Record excerpts START
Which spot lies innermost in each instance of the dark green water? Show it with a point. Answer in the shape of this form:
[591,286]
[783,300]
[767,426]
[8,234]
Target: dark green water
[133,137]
Record excerpts END
:: Exercise prompt ::
All of the records above are to be returned exactly as they stand.

:: Task output ::
Which spot lies innermost in each instance of the dark green water? Show it with a point. Answer in the shape of this form:
[591,286]
[783,300]
[767,426]
[8,234]
Target: dark green water
[133,137]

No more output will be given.